*Source document*.
The drop_event processor drops the entire event if the associated condition is fulfilled. The condition is mandatory, because without one, all the events are dropped.

processors:
 - drop_event:
     when:
        condition

See Conditions for a list of supported conditions.

Drop fields from events

The drop_fields processor specifies which fields to drop if a certain condition is fulfilled. The condition is optional. If it’s missing, the specified fields are always dropped. The @timestamp and type fields cannot be dropped, even if they show up in the drop_fields list.

processors:
 - drop_fields:
     when:
        condition
     fields: ["field1", "field2", ...]

See Conditions for a list of supported conditions.

Note
If you define an empty list of fields under drop_fields, then no fields are dropped.

Keep fields from events

The include_fields processor specifies which fields to export if a certain condition is fulfilled. The condition is optional. If it’s missing, the specified fields are always exported. The @timestamp and type fields are always exported, even if they are not defined in the include_fields list.

*Dataset content*.

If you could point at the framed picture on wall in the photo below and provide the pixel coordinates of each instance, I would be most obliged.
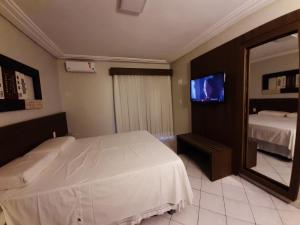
(19, 86)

*Problems to solve*.
1/ In the processor documentation, shorten the paragraph beginning "The drop_fields processor specifies" or turn it into a list, keeping its main facts.
2/ According to the processor documentation, what happens if you define an empty list of fields under drop_fields?
3/ Copy the stretch of the processor documentation from "Keep fields from" through "the include_fields list.".

*Answers to the tasks*.
1/
- drop_fields removes the listed fields when a condition is met.
- The condition is optional. Without one, the fields are always dropped.
- @timestamp and type can't be dropped, even if they're listed.

2/ No fields are dropped.

3/
Keep fields from events

The include_fields processor specifies which fields to export if a certain condition is fulfilled. The condition is optional. If it’s missing, the specified fields are always exported. The @timestamp and type fields are always exported, even if they are not defined in the include_fields list.